Begin

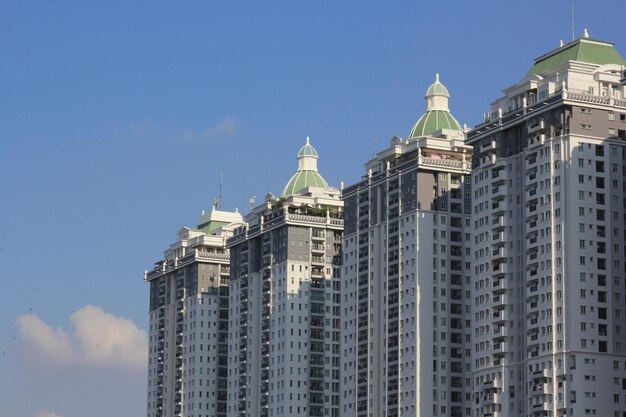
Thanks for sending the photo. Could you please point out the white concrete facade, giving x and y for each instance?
(284, 305)
(406, 279)
(549, 245)
(189, 322)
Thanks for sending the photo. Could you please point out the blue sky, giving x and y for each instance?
(116, 117)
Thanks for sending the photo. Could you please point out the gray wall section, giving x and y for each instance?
(425, 186)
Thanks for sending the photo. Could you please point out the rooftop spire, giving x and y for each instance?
(307, 175)
(437, 115)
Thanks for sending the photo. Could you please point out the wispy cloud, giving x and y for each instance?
(222, 129)
(99, 339)
(226, 127)
(42, 413)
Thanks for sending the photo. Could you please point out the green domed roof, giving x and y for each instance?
(437, 115)
(437, 89)
(302, 180)
(432, 121)
(307, 150)
(307, 175)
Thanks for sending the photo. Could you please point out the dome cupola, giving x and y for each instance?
(307, 175)
(437, 115)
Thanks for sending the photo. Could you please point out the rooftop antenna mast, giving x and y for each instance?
(217, 202)
(573, 33)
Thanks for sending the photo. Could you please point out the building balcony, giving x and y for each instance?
(498, 223)
(500, 332)
(536, 140)
(500, 316)
(488, 146)
(536, 126)
(490, 398)
(500, 270)
(492, 384)
(498, 193)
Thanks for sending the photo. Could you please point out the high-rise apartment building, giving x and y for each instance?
(284, 301)
(549, 210)
(187, 370)
(406, 274)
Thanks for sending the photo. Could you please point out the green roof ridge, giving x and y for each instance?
(432, 121)
(583, 50)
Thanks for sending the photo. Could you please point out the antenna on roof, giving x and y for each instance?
(217, 202)
(573, 20)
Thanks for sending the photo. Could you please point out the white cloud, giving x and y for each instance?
(42, 413)
(99, 339)
(225, 127)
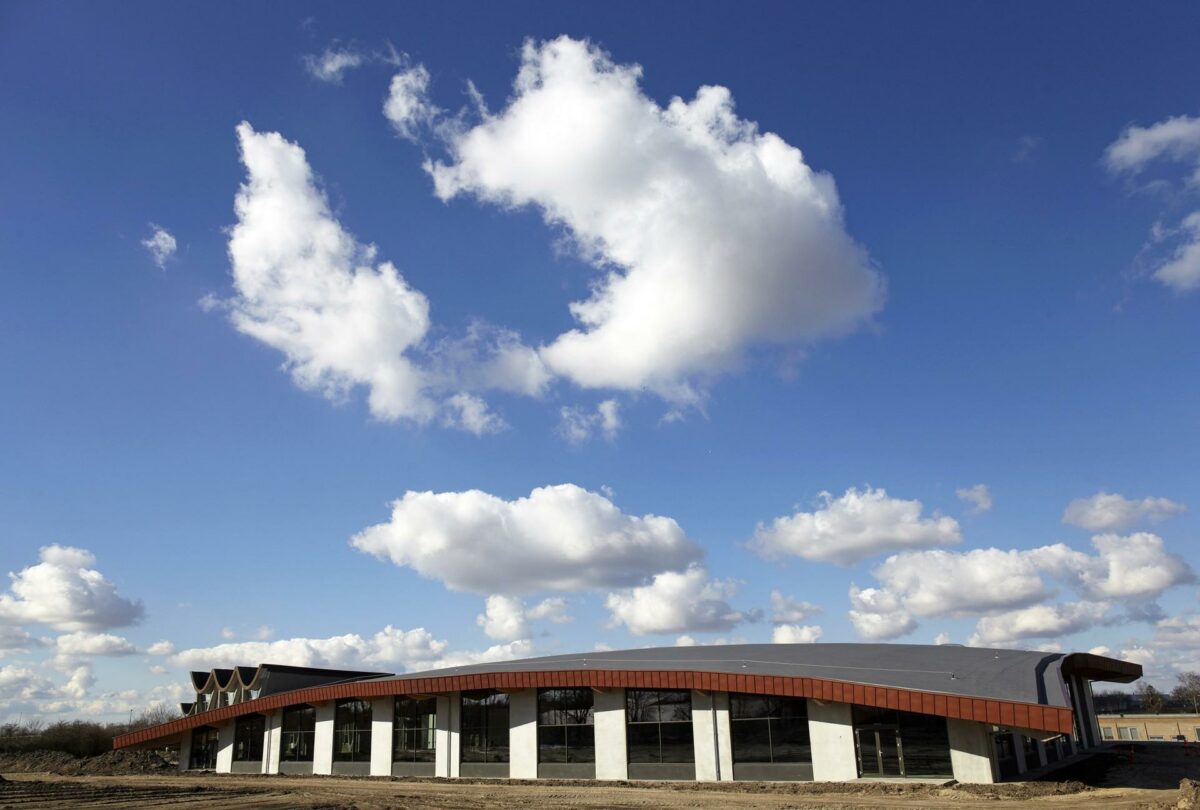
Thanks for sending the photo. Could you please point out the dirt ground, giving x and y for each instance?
(1143, 777)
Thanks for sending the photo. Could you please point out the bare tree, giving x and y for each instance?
(1188, 691)
(1152, 700)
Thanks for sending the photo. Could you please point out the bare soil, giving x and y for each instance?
(1141, 777)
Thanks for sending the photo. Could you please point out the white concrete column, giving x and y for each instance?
(724, 736)
(609, 713)
(1019, 749)
(185, 750)
(323, 739)
(1093, 721)
(972, 753)
(225, 748)
(447, 735)
(832, 733)
(382, 712)
(523, 735)
(271, 742)
(706, 737)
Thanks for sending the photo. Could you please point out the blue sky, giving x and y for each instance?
(1002, 291)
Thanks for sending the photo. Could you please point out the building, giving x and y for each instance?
(778, 712)
(1150, 726)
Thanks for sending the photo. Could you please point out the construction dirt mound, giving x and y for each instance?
(1189, 795)
(111, 763)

End

• _INSTRUCTIONS TO FOLLOW_:
Convert every line of the entries above into a Markdown table with the columns Index and Content, numbering each row and leaving out blank lines. Omit the pictures.

• _THE RESULT_:
| Index | Content |
|---|---|
| 1 | Thanks for sending the photo. Could you please point out the white concrete facade, giving x and y for each instance? |
| 2 | (284, 305) |
| 3 | (406, 279) |
| 4 | (549, 245) |
| 5 | (189, 322) |
| 6 | Thanks for sending the photo. Could you please point out the blue sky, giving x and y for each instance? |
| 7 | (116, 117) |
| 8 | Thanks for sending the photo. Could you please point out the gray wall section, giving x and y for each instance? |
| 9 | (425, 186) |
| 10 | Thanks for sending the photo. Could you please point out the rooftop spire, giving x and y for each instance? |
| 11 | (307, 175) |
| 12 | (437, 115) |
| 13 | Thanks for sending the photo. Could you please point out the wispy cloud, giving x and y for each instance? |
| 14 | (222, 129) |
| 15 | (99, 339) |
| 16 | (226, 127) |
| 17 | (42, 413) |
| 18 | Thanks for sending the photo. Could you please point out the green domed roof, giving x and y for each instance? |
| 19 | (437, 115) |
| 20 | (437, 89) |
| 21 | (302, 180) |
| 22 | (432, 121) |
| 23 | (307, 150) |
| 24 | (307, 175) |
| 25 | Thanks for sending the photo. Could you please point out the dome cupola, giving x and y for each instance? |
| 26 | (307, 175) |
| 27 | (437, 115) |
| 28 | Thanks for sending the photo. Could you please point out the rooftop antenna mast, giving x and y for each instance? |
| 29 | (217, 202) |
| 30 | (573, 33) |
| 31 | Thanks for sending the photo. Could you please point out the building balcony, giving x and y for each instance? |
| 32 | (498, 223) |
| 33 | (500, 332) |
| 34 | (536, 140) |
| 35 | (500, 316) |
| 36 | (488, 146) |
| 37 | (536, 126) |
| 38 | (490, 398) |
| 39 | (500, 270) |
| 40 | (492, 384) |
| 41 | (498, 193) |
| 42 | Thanks for sending the photo. Could you please point out the high-rise apartment building, giving x and y for each instance? |
| 43 | (284, 301) |
| 44 | (549, 210) |
| 45 | (187, 370) |
| 46 | (406, 274) |
| 47 | Thanks for sending the photo. Could you please point out the green roof ridge, giving x and y for each instance? |
| 48 | (432, 121) |
| 49 | (583, 50) |
| 50 | Thanks for sending the photo. Could you please point out the antenna on roof, giving x and y for each instance? |
| 51 | (217, 202) |
| 52 | (573, 20) |
| 53 | Thanks for sending the photo. Could you please point out the white cloud, giving x and y for each instance? |
| 54 | (42, 413) |
| 55 | (99, 339) |
| 56 | (225, 127) |
| 57 | Thanks for sending the photo. Could you please point out the dirt ground, giving x and y for each instance? |
| 58 | (1143, 777) |
| 59 | Thanks for sending the photo. Could you please point out the bare tree, giving x and y for each instance? |
| 60 | (1188, 691) |
| 61 | (1152, 700) |
| 62 | Thanks for sending the photo. Could you please point out the bare soil, giving x and y for each instance? |
| 63 | (1141, 777) |
| 64 | Thanks for sending the photo. Could you please point out the white concrete column, giving x and y for each instance? |
| 65 | (724, 736) |
| 66 | (609, 713) |
| 67 | (1019, 749) |
| 68 | (185, 750) |
| 69 | (323, 739) |
| 70 | (1093, 721) |
| 71 | (972, 753) |
| 72 | (225, 748) |
| 73 | (447, 735) |
| 74 | (832, 733) |
| 75 | (382, 712) |
| 76 | (523, 735) |
| 77 | (271, 742) |
| 78 | (706, 737) |
| 79 | Thanks for sending the photo. Could you please point out the blue sky, giving x and y for each instance? |
| 80 | (1002, 291) |
| 81 | Thanks for sending the photo. Could you please point out the building, giving x and y for each instance? |
| 82 | (778, 712) |
| 83 | (1150, 726) |
| 84 | Thanks for sending the photo. Could you please point out the construction dirt mound, giving x and y for each instance? |
| 85 | (1189, 795) |
| 86 | (111, 763) |